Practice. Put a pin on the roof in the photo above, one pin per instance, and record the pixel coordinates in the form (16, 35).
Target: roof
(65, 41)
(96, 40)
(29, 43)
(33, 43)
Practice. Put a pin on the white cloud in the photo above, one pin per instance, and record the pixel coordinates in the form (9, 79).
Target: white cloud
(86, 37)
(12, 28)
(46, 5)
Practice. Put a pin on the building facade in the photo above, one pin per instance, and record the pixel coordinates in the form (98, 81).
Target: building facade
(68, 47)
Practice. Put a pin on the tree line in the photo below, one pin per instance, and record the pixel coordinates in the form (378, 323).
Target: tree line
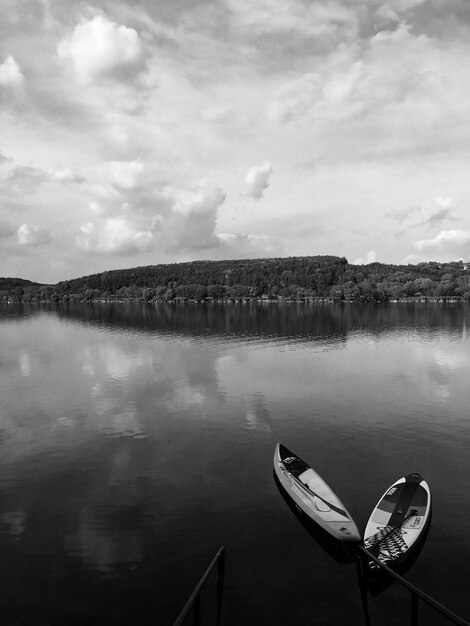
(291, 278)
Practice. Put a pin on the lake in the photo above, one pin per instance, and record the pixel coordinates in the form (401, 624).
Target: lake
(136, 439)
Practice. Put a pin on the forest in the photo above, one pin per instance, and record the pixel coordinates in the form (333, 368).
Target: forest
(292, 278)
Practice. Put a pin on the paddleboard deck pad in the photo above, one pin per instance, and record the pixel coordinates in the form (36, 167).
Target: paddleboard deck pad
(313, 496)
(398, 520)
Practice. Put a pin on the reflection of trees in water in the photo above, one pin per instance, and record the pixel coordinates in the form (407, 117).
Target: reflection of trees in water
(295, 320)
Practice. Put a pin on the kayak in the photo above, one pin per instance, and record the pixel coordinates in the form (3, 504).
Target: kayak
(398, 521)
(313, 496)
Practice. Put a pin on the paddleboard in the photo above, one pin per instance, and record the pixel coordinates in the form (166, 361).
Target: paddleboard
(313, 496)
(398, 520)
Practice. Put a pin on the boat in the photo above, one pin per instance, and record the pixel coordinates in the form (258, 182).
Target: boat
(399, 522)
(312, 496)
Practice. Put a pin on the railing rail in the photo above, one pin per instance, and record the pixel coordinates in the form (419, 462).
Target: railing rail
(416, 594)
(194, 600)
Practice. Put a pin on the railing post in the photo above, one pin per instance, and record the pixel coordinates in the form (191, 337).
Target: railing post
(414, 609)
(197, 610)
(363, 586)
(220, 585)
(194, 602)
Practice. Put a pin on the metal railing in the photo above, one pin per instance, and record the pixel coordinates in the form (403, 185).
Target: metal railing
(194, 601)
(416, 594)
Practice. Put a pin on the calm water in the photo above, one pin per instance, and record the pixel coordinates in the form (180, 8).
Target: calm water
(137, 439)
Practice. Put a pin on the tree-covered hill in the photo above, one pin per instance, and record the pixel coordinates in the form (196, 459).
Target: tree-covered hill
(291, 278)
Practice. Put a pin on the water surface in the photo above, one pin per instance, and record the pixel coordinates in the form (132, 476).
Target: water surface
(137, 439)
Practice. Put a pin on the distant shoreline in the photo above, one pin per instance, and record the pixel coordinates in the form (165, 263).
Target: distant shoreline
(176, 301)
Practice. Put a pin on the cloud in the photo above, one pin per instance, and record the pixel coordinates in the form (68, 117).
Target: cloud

-------

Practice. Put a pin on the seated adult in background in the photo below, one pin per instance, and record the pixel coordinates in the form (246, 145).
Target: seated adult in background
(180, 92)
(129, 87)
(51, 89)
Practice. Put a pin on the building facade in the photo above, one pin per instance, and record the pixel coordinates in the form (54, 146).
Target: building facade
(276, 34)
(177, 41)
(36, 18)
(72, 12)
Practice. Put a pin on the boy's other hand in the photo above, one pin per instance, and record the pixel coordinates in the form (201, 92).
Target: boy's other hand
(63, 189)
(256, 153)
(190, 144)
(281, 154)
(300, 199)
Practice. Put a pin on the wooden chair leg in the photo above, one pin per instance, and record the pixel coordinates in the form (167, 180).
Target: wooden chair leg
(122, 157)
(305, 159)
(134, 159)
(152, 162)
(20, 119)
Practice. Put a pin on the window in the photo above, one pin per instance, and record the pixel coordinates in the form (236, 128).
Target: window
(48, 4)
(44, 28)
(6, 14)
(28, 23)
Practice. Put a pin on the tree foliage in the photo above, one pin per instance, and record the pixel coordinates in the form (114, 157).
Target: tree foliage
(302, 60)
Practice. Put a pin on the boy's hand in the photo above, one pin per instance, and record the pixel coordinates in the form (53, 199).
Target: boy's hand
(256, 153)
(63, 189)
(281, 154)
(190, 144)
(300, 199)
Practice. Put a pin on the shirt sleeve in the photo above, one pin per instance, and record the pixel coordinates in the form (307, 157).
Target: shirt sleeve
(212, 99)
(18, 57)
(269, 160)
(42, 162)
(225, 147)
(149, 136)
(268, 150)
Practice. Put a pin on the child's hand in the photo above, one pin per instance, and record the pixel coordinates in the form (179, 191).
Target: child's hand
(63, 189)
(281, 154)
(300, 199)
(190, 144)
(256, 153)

-------

■ Work to complete
Among the entries, find each line that includes the string "below" and copy it.

■ Task response
Practice. Put a pin on the tree line in the photo below, one pin per instance, and record the pixel coordinates in the form (378, 323).
Practice. Put a pin on the seated adult in background in the photo below, one pin per instance, and record the pixel coordinates in the form (246, 145).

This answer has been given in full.